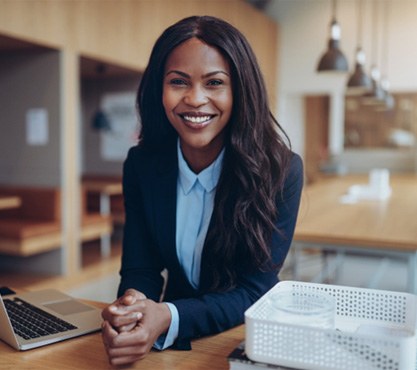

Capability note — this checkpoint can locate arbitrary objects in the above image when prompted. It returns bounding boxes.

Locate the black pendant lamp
[317,0,348,72]
[347,46,372,94]
[346,0,372,95]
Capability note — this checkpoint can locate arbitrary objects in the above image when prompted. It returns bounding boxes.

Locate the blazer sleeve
[118,147,164,302]
[172,154,303,349]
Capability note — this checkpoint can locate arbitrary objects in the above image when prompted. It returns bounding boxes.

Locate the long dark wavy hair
[137,16,291,291]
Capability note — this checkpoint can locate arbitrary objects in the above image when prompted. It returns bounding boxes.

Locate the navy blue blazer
[118,145,303,349]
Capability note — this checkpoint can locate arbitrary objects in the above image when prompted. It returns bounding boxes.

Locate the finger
[109,355,145,366]
[116,322,137,333]
[101,321,118,347]
[120,289,146,305]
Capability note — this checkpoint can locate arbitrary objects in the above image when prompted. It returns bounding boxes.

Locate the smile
[181,114,214,125]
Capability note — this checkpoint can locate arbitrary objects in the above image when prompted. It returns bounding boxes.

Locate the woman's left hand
[102,299,171,365]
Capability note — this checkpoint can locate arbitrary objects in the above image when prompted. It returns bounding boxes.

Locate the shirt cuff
[153,302,180,351]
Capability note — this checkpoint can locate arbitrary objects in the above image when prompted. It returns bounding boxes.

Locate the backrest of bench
[0,185,61,221]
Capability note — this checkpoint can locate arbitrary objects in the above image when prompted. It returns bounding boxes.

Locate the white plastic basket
[245,281,417,370]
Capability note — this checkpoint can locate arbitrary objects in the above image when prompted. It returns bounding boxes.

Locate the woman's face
[163,38,233,170]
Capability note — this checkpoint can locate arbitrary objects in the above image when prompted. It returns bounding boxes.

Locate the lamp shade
[347,47,372,94]
[317,19,348,72]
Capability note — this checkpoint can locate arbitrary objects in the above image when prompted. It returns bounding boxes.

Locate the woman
[103,16,303,365]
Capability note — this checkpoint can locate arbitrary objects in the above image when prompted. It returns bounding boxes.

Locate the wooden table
[0,305,245,370]
[293,174,417,293]
[0,195,21,209]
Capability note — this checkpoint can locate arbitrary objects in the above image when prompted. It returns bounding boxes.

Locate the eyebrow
[165,69,230,78]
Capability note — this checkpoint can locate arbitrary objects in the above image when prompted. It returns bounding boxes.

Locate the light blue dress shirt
[154,141,224,349]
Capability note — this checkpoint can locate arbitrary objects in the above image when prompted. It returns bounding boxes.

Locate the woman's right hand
[101,289,146,333]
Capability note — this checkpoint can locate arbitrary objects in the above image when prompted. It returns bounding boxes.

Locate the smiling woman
[103,16,303,365]
[162,38,233,173]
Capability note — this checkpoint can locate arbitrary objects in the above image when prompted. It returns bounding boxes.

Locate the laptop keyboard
[3,298,77,339]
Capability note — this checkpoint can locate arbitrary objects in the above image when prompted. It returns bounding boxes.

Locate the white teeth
[184,116,211,123]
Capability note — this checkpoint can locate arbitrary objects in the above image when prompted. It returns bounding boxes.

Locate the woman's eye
[207,80,223,86]
[169,78,186,86]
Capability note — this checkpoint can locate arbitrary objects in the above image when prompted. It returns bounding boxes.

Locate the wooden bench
[0,185,112,256]
[81,187,113,257]
[82,175,125,225]
[0,186,62,256]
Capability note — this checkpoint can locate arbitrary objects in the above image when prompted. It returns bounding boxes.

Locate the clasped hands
[102,289,171,365]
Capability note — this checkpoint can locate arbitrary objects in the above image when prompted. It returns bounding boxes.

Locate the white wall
[266,0,417,173]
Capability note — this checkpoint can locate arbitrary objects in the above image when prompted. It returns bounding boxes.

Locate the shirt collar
[177,140,224,194]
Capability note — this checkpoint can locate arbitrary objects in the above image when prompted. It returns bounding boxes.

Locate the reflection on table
[293,174,417,293]
[0,195,21,209]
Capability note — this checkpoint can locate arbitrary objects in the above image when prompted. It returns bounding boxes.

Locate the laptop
[0,289,103,351]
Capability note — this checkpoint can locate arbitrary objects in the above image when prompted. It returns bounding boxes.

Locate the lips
[180,113,215,128]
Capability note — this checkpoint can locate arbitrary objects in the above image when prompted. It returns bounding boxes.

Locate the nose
[184,86,209,107]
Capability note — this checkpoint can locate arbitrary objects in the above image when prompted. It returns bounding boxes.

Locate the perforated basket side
[245,281,417,370]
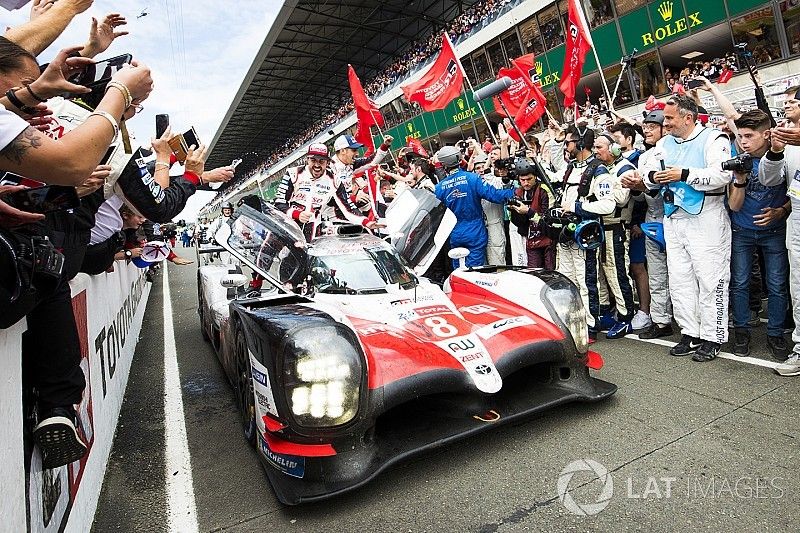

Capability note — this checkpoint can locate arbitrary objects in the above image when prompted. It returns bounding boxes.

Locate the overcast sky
[0,0,283,218]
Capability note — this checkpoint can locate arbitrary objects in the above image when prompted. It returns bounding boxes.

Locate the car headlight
[542,277,589,353]
[283,326,363,427]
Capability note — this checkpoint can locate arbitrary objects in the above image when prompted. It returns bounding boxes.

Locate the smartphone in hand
[156,114,169,139]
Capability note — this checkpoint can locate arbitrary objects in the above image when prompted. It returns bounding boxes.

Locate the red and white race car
[199,198,616,504]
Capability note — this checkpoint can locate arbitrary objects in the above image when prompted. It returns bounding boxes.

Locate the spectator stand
[0,261,150,531]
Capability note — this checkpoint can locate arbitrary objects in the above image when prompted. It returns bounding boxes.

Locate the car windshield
[310,243,417,294]
[228,204,307,286]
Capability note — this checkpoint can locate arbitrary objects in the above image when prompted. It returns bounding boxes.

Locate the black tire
[236,328,258,448]
[197,278,211,342]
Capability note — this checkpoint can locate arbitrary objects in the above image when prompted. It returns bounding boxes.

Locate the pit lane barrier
[0,261,150,532]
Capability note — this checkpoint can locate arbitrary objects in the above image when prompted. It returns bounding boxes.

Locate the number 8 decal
[425,316,458,337]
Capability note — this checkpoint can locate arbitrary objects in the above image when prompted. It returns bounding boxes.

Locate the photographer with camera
[642,95,731,362]
[508,158,556,270]
[482,128,515,265]
[0,38,152,468]
[758,86,800,376]
[435,146,514,268]
[723,109,789,360]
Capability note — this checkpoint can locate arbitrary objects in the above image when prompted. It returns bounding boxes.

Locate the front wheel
[236,328,257,447]
[197,279,211,342]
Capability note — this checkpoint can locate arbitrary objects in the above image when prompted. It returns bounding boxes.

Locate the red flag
[494,67,533,117]
[717,68,733,85]
[401,33,464,111]
[514,85,547,133]
[347,65,384,154]
[408,139,428,157]
[558,0,594,107]
[494,54,539,116]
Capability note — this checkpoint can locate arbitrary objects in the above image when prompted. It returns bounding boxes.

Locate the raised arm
[5,0,94,56]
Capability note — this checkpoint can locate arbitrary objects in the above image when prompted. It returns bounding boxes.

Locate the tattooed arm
[0,124,113,186]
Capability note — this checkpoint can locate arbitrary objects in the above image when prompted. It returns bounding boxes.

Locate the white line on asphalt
[161,264,199,533]
[625,333,780,370]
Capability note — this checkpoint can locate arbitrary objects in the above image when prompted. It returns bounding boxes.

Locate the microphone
[472,76,514,102]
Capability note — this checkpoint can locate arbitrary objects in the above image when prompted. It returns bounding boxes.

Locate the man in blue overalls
[435,146,514,268]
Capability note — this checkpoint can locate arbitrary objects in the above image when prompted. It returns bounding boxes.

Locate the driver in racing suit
[558,125,617,339]
[330,135,394,212]
[435,146,514,268]
[275,143,378,242]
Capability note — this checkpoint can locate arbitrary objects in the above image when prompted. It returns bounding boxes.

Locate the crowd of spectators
[220,0,520,196]
[0,0,233,468]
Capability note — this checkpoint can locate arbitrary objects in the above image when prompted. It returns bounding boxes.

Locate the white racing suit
[758,146,800,353]
[275,166,369,242]
[557,157,617,330]
[481,170,513,265]
[598,157,636,322]
[328,144,389,215]
[636,149,672,326]
[642,125,731,344]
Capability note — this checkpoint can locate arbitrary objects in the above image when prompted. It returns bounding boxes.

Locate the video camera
[722,154,753,173]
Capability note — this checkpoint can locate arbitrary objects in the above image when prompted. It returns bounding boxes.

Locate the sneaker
[606,321,633,339]
[33,407,88,468]
[692,341,722,363]
[639,322,675,339]
[775,352,800,376]
[599,313,617,331]
[669,335,703,357]
[631,310,653,330]
[733,328,750,357]
[767,335,789,361]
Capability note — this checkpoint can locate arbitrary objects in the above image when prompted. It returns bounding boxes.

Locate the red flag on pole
[408,139,428,157]
[514,85,547,133]
[717,67,733,85]
[497,54,547,142]
[401,33,464,111]
[494,67,533,117]
[558,0,594,107]
[347,65,384,154]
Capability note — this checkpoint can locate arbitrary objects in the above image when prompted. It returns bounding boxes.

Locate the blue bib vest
[661,128,720,217]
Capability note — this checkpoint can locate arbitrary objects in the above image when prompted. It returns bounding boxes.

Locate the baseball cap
[333,135,364,152]
[306,143,330,159]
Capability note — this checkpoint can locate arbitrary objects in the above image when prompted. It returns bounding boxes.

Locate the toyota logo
[475,365,492,376]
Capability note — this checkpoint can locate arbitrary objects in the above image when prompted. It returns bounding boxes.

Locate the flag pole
[443,32,500,145]
[575,1,614,111]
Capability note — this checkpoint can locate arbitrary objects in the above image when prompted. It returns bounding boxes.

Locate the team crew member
[643,96,731,362]
[435,146,514,266]
[209,202,233,239]
[508,159,556,270]
[622,109,673,339]
[275,143,377,241]
[558,125,617,339]
[329,135,394,212]
[592,133,636,339]
[758,87,800,376]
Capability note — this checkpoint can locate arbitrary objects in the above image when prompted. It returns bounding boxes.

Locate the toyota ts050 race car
[198,198,616,504]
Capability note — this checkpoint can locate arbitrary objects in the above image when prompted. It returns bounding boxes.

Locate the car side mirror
[219,274,249,289]
[447,248,469,270]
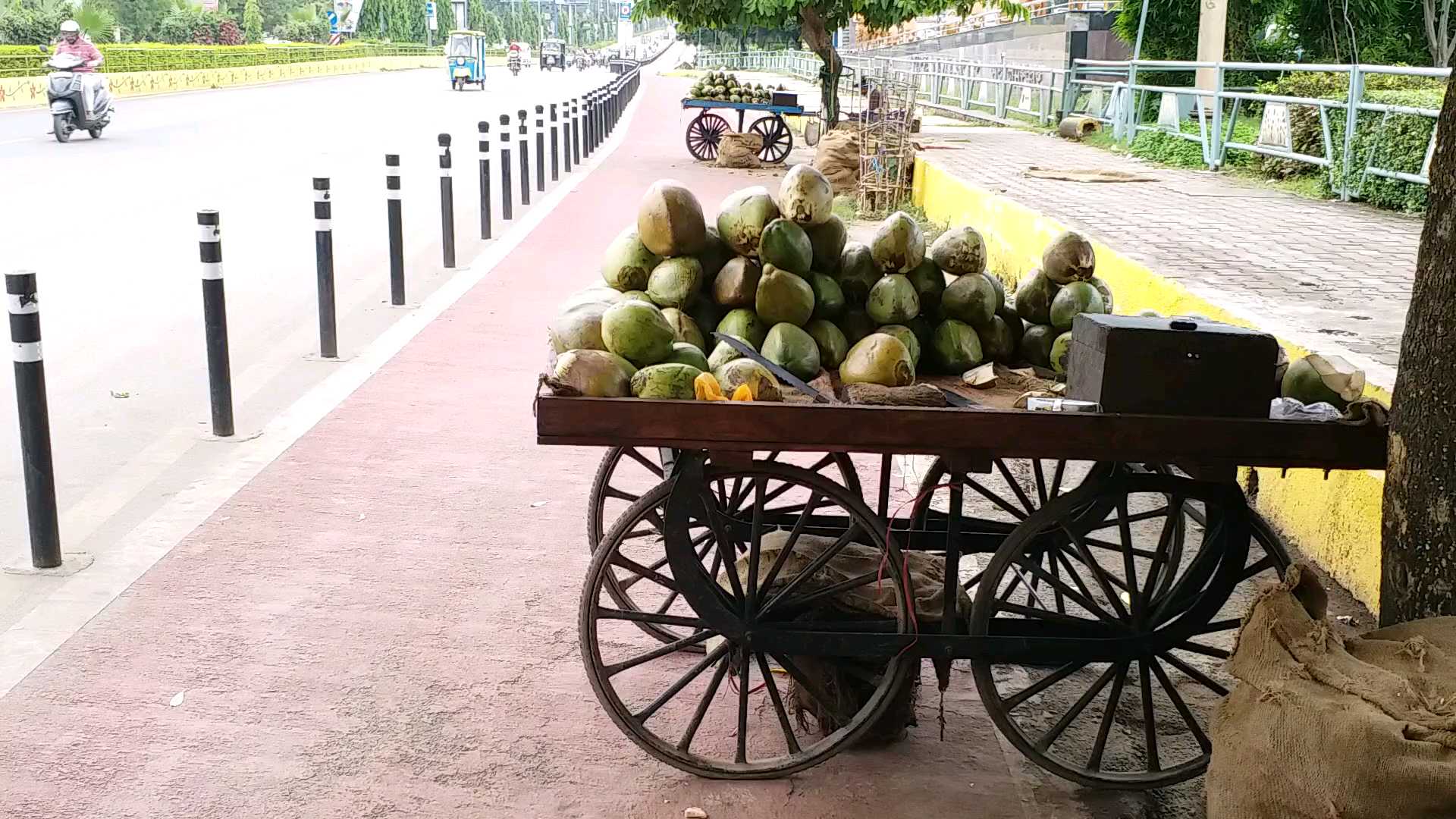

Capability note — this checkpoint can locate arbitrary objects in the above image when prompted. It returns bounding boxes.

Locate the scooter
[46,54,112,143]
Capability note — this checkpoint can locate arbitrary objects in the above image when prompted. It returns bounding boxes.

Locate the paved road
[0,68,609,628]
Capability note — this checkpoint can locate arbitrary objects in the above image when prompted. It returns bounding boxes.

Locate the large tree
[632,0,1025,122]
[1380,68,1456,623]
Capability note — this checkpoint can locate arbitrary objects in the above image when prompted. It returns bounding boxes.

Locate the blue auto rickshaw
[446,30,485,90]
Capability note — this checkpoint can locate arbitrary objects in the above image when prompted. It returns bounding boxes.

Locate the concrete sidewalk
[920,127,1421,389]
[0,68,1146,819]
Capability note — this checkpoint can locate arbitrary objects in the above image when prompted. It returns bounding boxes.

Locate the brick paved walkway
[920,127,1421,388]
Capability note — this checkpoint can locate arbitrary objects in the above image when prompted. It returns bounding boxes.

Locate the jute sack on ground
[1207,567,1456,819]
[718,133,763,168]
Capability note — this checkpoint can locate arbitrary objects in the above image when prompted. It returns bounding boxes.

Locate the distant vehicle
[446,30,485,90]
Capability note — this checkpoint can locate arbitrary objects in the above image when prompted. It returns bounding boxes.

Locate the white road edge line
[0,73,642,698]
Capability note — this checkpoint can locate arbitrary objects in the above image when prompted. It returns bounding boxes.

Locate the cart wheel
[579,453,918,780]
[748,115,793,165]
[587,446,861,651]
[687,111,728,162]
[970,471,1287,790]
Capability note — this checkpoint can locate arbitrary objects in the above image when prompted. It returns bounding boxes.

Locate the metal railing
[1065,60,1450,201]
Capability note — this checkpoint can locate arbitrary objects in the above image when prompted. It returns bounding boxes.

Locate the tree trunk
[799,6,845,128]
[1380,70,1456,623]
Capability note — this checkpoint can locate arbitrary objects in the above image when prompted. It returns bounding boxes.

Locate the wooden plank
[536,397,1386,469]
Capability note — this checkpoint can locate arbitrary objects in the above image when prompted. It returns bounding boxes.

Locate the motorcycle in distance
[46,47,112,143]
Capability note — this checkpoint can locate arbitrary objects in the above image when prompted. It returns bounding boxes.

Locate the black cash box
[1067,313,1279,419]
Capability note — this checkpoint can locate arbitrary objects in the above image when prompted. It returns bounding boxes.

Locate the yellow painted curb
[0,55,454,109]
[913,158,1391,612]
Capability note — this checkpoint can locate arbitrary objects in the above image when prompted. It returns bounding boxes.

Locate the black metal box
[1067,313,1279,419]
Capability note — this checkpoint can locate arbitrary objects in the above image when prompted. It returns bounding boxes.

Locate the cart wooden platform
[536,397,1386,789]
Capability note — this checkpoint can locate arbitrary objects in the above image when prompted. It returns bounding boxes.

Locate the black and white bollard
[5,271,61,568]
[313,177,339,359]
[438,134,454,270]
[384,153,405,307]
[536,105,546,193]
[196,210,233,438]
[551,102,560,182]
[500,114,516,221]
[516,108,532,206]
[486,121,491,239]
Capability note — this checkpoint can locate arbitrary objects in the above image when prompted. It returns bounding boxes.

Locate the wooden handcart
[536,397,1386,789]
[682,98,804,165]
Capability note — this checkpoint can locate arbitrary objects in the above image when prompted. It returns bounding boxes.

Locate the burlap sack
[814,127,859,196]
[718,133,763,168]
[1207,567,1456,819]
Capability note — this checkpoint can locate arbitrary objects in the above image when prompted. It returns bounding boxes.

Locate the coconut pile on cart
[536,166,1385,789]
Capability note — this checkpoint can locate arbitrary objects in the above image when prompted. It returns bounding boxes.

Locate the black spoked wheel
[970,471,1287,790]
[579,455,916,778]
[687,111,728,162]
[587,446,861,651]
[748,115,793,165]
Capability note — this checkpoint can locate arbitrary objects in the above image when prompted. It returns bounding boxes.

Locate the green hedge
[0,42,444,77]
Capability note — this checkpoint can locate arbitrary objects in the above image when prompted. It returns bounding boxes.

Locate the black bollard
[536,105,546,191]
[313,177,339,359]
[440,134,454,270]
[516,108,532,206]
[486,121,491,239]
[384,153,405,307]
[196,210,233,438]
[551,102,560,182]
[500,114,514,221]
[5,271,61,568]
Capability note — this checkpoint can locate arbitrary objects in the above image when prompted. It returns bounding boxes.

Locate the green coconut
[804,319,849,370]
[718,187,779,258]
[761,324,820,381]
[663,341,708,373]
[940,274,1000,328]
[601,228,663,291]
[1021,324,1059,369]
[839,332,915,386]
[836,242,883,305]
[875,324,920,370]
[810,272,845,319]
[718,307,770,350]
[1041,231,1097,284]
[1280,353,1364,411]
[758,217,814,275]
[714,359,782,400]
[632,364,703,400]
[601,302,677,367]
[1016,270,1057,324]
[869,210,924,272]
[708,332,757,370]
[834,307,878,347]
[753,265,814,326]
[638,179,708,256]
[714,256,763,307]
[905,258,945,315]
[554,350,636,398]
[646,256,703,307]
[804,213,849,275]
[663,307,708,351]
[864,272,920,325]
[930,226,986,275]
[930,319,986,376]
[1050,332,1072,376]
[546,302,610,356]
[779,165,834,224]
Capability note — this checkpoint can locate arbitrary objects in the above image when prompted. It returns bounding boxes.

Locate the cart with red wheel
[536,397,1386,790]
[682,98,804,165]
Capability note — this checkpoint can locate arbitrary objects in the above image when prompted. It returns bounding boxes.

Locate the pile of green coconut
[551,165,1112,400]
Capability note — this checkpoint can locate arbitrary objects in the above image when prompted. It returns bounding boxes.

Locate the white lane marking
[0,80,639,697]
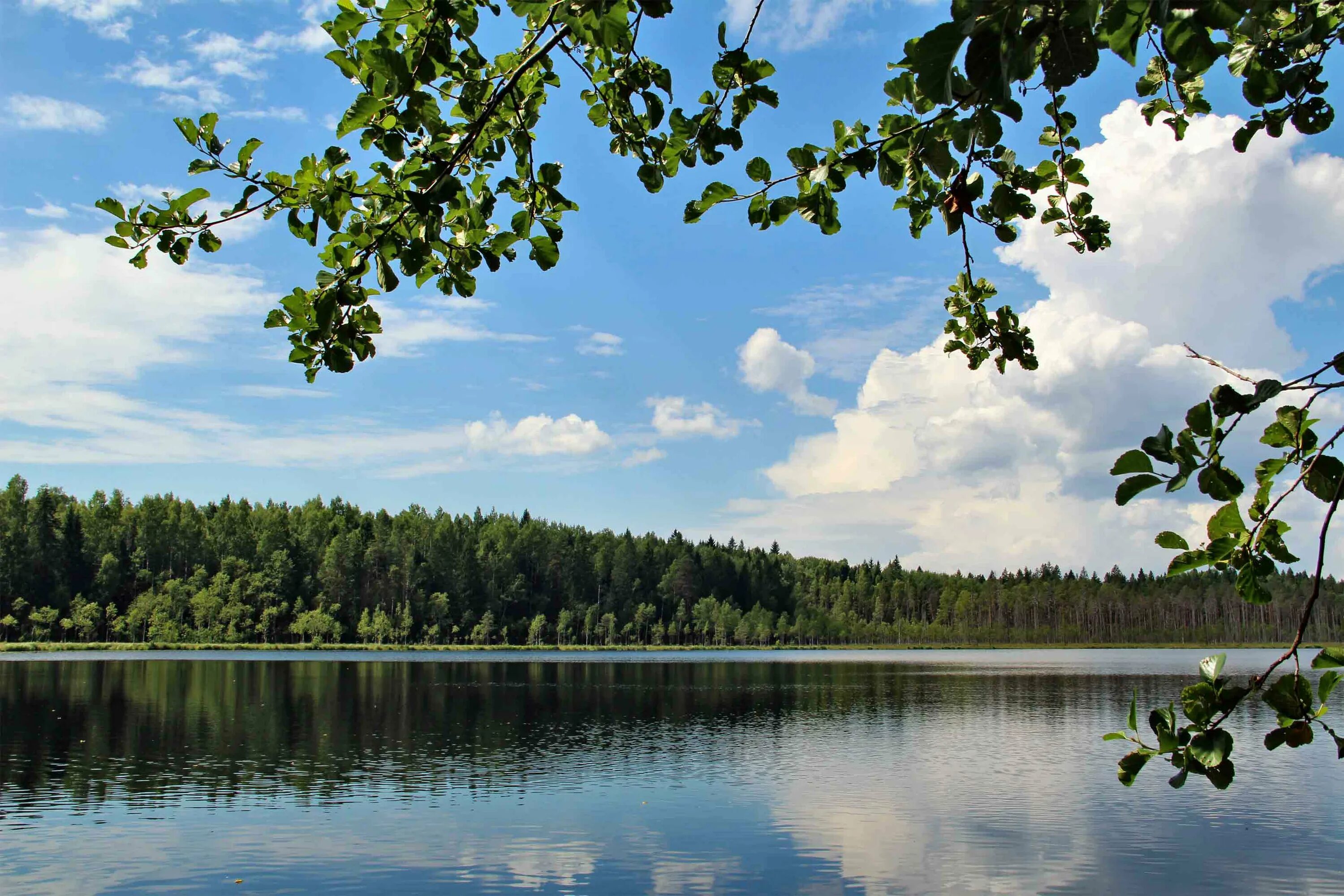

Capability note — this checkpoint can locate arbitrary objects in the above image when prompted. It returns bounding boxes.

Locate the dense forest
[0,476,1344,646]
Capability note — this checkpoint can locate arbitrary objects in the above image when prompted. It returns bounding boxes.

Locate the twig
[1181,343,1255,386]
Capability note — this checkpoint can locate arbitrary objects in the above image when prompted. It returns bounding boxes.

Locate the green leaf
[172,187,210,208]
[1110,449,1153,476]
[1312,647,1344,669]
[1116,473,1163,506]
[94,196,126,220]
[1284,719,1316,750]
[1316,669,1340,703]
[173,118,200,144]
[1153,532,1189,551]
[1180,681,1218,727]
[747,156,770,183]
[1189,728,1232,767]
[1207,501,1246,540]
[1167,551,1210,575]
[900,21,966,105]
[1262,673,1312,719]
[1196,465,1245,501]
[1116,750,1152,787]
[1185,402,1214,439]
[528,236,560,270]
[1304,454,1344,502]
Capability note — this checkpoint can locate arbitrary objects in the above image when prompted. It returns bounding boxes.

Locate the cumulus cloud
[621,447,667,467]
[23,200,70,220]
[108,181,270,242]
[738,326,836,416]
[645,395,743,439]
[574,330,625,357]
[465,414,612,457]
[0,227,612,476]
[731,102,1344,568]
[234,386,332,398]
[723,0,874,50]
[5,94,108,133]
[191,24,335,81]
[228,106,308,124]
[753,277,946,380]
[23,0,144,40]
[378,300,546,357]
[108,52,231,106]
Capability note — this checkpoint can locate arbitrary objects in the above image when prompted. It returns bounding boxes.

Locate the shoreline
[0,641,1325,653]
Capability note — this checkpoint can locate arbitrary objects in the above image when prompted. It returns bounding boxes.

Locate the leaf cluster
[1102,647,1344,790]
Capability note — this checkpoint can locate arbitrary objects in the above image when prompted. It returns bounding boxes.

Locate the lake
[0,650,1344,896]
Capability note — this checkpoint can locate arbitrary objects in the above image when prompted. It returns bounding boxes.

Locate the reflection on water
[0,650,1344,893]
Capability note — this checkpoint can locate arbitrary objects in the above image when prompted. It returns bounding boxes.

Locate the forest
[0,476,1344,646]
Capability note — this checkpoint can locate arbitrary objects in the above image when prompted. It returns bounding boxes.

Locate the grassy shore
[0,641,1321,653]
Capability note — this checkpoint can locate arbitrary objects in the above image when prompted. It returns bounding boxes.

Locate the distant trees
[0,477,1344,646]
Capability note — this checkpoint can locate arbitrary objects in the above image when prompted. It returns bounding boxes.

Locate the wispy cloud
[228,106,308,124]
[574,330,625,357]
[234,386,332,399]
[23,200,70,220]
[621,447,668,467]
[0,94,108,133]
[644,395,747,439]
[23,0,144,40]
[723,0,874,50]
[738,326,836,416]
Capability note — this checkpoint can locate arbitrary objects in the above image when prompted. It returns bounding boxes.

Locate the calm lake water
[0,650,1344,896]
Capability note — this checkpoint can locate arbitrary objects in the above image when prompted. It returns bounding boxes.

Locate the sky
[0,0,1344,572]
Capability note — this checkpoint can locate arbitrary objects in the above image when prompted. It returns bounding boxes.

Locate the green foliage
[10,477,1344,653]
[97,0,1341,382]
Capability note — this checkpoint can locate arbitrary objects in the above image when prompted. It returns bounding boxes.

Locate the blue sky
[8,0,1344,570]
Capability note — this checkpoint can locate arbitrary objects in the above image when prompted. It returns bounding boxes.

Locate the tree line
[0,476,1344,646]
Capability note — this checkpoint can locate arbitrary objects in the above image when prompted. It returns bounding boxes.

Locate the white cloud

◆ **Instructions to follow**: Lay out the part of the rows that opens at their start and closes with the line containing "[172,154,303,349]", both ends included, as a JSON list of strings with one string per line and blank lines left out. Leave the pictures out of the answer.

◆ **Written response**:
[
  "Capability note — this checkpoint can locate arbitrary objects in the above image when prompted. It returns bounding boxes.",
  "Locate the black pendant lamp",
  "[317,0,348,72]",
  "[347,46,372,94]",
  "[346,0,372,95]",
  "Capability note — this checkpoint can locate arbitrary objects in the above image when prompted. It returns bounding boxes.",
  "Locate the blazer sleeve",
  "[118,147,164,302]",
  "[172,154,303,349]"
]